=== Problem details ===
Copy all the records exactly, but keep the pictures out of your version.

=== Input records ===

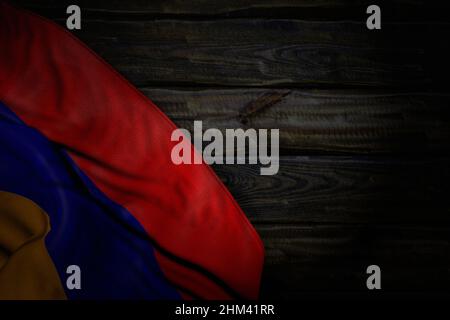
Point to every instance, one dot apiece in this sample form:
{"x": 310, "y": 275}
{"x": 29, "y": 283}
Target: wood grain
{"x": 305, "y": 9}
{"x": 365, "y": 171}
{"x": 312, "y": 121}
{"x": 331, "y": 258}
{"x": 344, "y": 190}
{"x": 263, "y": 52}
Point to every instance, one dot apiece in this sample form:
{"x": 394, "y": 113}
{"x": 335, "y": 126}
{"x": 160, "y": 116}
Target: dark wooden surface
{"x": 363, "y": 117}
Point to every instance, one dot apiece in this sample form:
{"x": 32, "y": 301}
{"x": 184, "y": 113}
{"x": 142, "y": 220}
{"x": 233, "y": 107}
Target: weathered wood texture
{"x": 292, "y": 53}
{"x": 269, "y": 52}
{"x": 335, "y": 257}
{"x": 320, "y": 121}
{"x": 365, "y": 172}
{"x": 305, "y": 9}
{"x": 344, "y": 190}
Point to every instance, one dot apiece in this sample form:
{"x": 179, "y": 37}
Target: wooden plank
{"x": 330, "y": 9}
{"x": 335, "y": 257}
{"x": 267, "y": 52}
{"x": 319, "y": 121}
{"x": 326, "y": 189}
{"x": 270, "y": 52}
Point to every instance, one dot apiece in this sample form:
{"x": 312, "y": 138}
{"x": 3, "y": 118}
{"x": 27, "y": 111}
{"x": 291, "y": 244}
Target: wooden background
{"x": 363, "y": 116}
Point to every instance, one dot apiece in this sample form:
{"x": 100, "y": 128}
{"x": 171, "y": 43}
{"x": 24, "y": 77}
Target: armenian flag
{"x": 86, "y": 180}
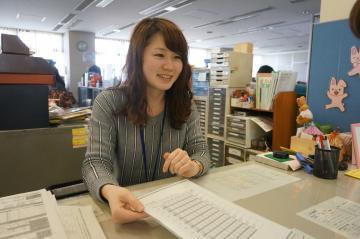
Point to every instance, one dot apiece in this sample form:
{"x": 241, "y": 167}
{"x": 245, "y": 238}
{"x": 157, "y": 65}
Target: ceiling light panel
{"x": 104, "y": 3}
{"x": 84, "y": 4}
{"x": 57, "y": 27}
{"x": 68, "y": 18}
{"x": 165, "y": 4}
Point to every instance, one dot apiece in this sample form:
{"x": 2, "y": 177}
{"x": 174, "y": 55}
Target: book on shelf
{"x": 290, "y": 163}
{"x": 268, "y": 85}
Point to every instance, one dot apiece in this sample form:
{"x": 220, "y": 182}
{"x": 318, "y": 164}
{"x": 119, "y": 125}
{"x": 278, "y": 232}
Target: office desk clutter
{"x": 36, "y": 215}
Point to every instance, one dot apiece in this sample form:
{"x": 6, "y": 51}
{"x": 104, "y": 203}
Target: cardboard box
{"x": 304, "y": 146}
{"x": 245, "y": 47}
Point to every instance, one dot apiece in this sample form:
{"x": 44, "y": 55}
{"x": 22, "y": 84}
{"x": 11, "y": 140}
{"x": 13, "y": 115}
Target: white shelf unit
{"x": 202, "y": 107}
{"x": 241, "y": 130}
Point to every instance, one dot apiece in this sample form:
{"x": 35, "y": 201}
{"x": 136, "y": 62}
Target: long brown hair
{"x": 354, "y": 19}
{"x": 178, "y": 97}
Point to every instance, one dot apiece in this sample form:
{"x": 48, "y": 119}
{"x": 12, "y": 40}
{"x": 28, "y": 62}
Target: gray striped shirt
{"x": 114, "y": 154}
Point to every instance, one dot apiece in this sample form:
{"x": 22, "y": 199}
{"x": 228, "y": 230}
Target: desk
{"x": 279, "y": 205}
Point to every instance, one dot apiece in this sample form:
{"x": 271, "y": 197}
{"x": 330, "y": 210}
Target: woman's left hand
{"x": 178, "y": 162}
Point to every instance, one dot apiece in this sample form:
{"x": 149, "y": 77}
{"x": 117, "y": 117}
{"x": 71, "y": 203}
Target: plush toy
{"x": 336, "y": 94}
{"x": 305, "y": 115}
{"x": 355, "y": 61}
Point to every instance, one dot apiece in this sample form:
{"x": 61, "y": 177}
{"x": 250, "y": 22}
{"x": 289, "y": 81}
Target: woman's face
{"x": 161, "y": 66}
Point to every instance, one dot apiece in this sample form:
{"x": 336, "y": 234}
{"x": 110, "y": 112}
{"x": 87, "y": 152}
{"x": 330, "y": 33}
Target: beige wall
{"x": 332, "y": 10}
{"x": 78, "y": 62}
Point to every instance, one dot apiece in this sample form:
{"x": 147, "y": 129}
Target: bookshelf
{"x": 283, "y": 112}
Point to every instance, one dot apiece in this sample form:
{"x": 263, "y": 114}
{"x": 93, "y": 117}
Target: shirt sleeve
{"x": 97, "y": 168}
{"x": 195, "y": 143}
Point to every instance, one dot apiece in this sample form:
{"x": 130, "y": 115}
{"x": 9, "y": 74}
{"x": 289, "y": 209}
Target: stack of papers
{"x": 268, "y": 85}
{"x": 36, "y": 215}
{"x": 190, "y": 211}
{"x": 288, "y": 164}
{"x": 69, "y": 115}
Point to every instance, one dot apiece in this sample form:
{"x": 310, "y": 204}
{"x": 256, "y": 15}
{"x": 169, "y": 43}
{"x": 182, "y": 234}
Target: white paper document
{"x": 190, "y": 211}
{"x": 30, "y": 215}
{"x": 297, "y": 234}
{"x": 246, "y": 181}
{"x": 80, "y": 222}
{"x": 265, "y": 123}
{"x": 336, "y": 214}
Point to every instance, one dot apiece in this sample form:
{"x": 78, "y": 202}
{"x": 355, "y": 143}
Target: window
{"x": 111, "y": 57}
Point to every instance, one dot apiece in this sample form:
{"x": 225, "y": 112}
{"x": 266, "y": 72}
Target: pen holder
{"x": 326, "y": 163}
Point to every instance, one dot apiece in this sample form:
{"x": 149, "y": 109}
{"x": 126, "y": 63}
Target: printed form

=== Reply to the task ===
Point to every instance, one dot apiece in this sample form:
{"x": 310, "y": 275}
{"x": 29, "y": 283}
Target: wood grain
{"x": 305, "y": 9}
{"x": 365, "y": 171}
{"x": 312, "y": 121}
{"x": 331, "y": 258}
{"x": 344, "y": 190}
{"x": 263, "y": 52}
Point to every instance, one dot apiece in this sample form:
{"x": 394, "y": 113}
{"x": 335, "y": 126}
{"x": 160, "y": 116}
Target: dark wooden surface
{"x": 363, "y": 117}
Point to every instance, one dot apiece in this sample form:
{"x": 32, "y": 301}
{"x": 184, "y": 113}
{"x": 142, "y": 220}
{"x": 233, "y": 107}
Target: weathered wood texture
{"x": 292, "y": 53}
{"x": 269, "y": 52}
{"x": 335, "y": 257}
{"x": 320, "y": 121}
{"x": 365, "y": 172}
{"x": 305, "y": 9}
{"x": 344, "y": 190}
Point to every instance, one dot apiece in this sample form:
{"x": 179, "y": 37}
Target: wooden plank
{"x": 330, "y": 9}
{"x": 335, "y": 257}
{"x": 267, "y": 52}
{"x": 319, "y": 121}
{"x": 326, "y": 189}
{"x": 270, "y": 52}
Point to every instance, one dot apiece in this sample form:
{"x": 312, "y": 138}
{"x": 3, "y": 118}
{"x": 27, "y": 111}
{"x": 291, "y": 244}
Target: wooden background
{"x": 363, "y": 116}
Point to every instance, one dot apiece in this sample form:
{"x": 100, "y": 128}
{"x": 171, "y": 43}
{"x": 24, "y": 77}
Target: armenian flag
{"x": 86, "y": 180}
Point to every instance, one dot apiece in this sample form:
{"x": 241, "y": 167}
{"x": 245, "y": 238}
{"x": 157, "y": 65}
Target: ceiling light panel
{"x": 104, "y": 3}
{"x": 84, "y": 4}
{"x": 57, "y": 27}
{"x": 68, "y": 18}
{"x": 165, "y": 4}
Point to every instance, one dot apiece in this sample form:
{"x": 2, "y": 177}
{"x": 174, "y": 55}
Target: book on shelf
{"x": 290, "y": 163}
{"x": 268, "y": 85}
Point to every instance, one dot apiece in this sample form:
{"x": 220, "y": 182}
{"x": 318, "y": 164}
{"x": 119, "y": 125}
{"x": 278, "y": 232}
Target: office desk clutter
{"x": 36, "y": 215}
Point to every instance, one dot apiece in this sample form:
{"x": 6, "y": 51}
{"x": 104, "y": 203}
Target: cardboard box
{"x": 304, "y": 146}
{"x": 245, "y": 47}
Point to every instance, one dot apiece in this sample form:
{"x": 44, "y": 55}
{"x": 22, "y": 84}
{"x": 11, "y": 140}
{"x": 13, "y": 115}
Target: white shelf unit
{"x": 202, "y": 107}
{"x": 241, "y": 130}
Point to every instance, one dot apiece in this sample form:
{"x": 35, "y": 201}
{"x": 136, "y": 62}
Target: long brown hair
{"x": 354, "y": 19}
{"x": 178, "y": 97}
Point to every instance, one dot apiece in this sample form:
{"x": 48, "y": 119}
{"x": 12, "y": 40}
{"x": 28, "y": 62}
Target: gray striped shirt
{"x": 114, "y": 154}
Point to every instance, one dot apiece in this sample form:
{"x": 22, "y": 199}
{"x": 228, "y": 230}
Target: desk
{"x": 279, "y": 205}
Point to every instance, one dot apiece in this sample form:
{"x": 271, "y": 197}
{"x": 330, "y": 210}
Target: woman's left hand
{"x": 178, "y": 162}
Point to every instance, one dot apiece in this sample form:
{"x": 149, "y": 77}
{"x": 117, "y": 117}
{"x": 71, "y": 203}
Target: plush toy
{"x": 336, "y": 94}
{"x": 305, "y": 115}
{"x": 355, "y": 61}
Point to every instance, one dot apiece in this sample form:
{"x": 61, "y": 177}
{"x": 250, "y": 22}
{"x": 289, "y": 81}
Target: woman's face
{"x": 161, "y": 66}
Point to every instance, one dot apiece in this sample form:
{"x": 336, "y": 234}
{"x": 110, "y": 112}
{"x": 87, "y": 152}
{"x": 330, "y": 33}
Target: beige wall
{"x": 332, "y": 10}
{"x": 78, "y": 62}
Point to every instance, one dot apiece in this sample form:
{"x": 147, "y": 129}
Target: bookshelf
{"x": 283, "y": 112}
Point to every instance, one dot apiece in this sample form:
{"x": 263, "y": 114}
{"x": 93, "y": 117}
Target: shirt sleeve
{"x": 97, "y": 168}
{"x": 195, "y": 143}
Point to every instance, one dot apiece in this sample form:
{"x": 130, "y": 115}
{"x": 9, "y": 74}
{"x": 289, "y": 209}
Target: stack of papers
{"x": 268, "y": 85}
{"x": 36, "y": 215}
{"x": 190, "y": 211}
{"x": 288, "y": 164}
{"x": 69, "y": 115}
Point to every instance, one dot apiece in this sample form:
{"x": 310, "y": 204}
{"x": 256, "y": 15}
{"x": 169, "y": 43}
{"x": 182, "y": 234}
Target: white paper document
{"x": 190, "y": 211}
{"x": 30, "y": 215}
{"x": 297, "y": 234}
{"x": 246, "y": 181}
{"x": 80, "y": 222}
{"x": 265, "y": 123}
{"x": 336, "y": 214}
Point to every instance, one dot apiece in this sample form:
{"x": 78, "y": 202}
{"x": 355, "y": 143}
Target: window
{"x": 111, "y": 57}
Point to every instance, one dot apiece in this sample form:
{"x": 225, "y": 112}
{"x": 266, "y": 72}
Target: pen holder
{"x": 326, "y": 163}
Point to every instance, one dot apiece in this sample form:
{"x": 149, "y": 109}
{"x": 126, "y": 63}
Target: printed form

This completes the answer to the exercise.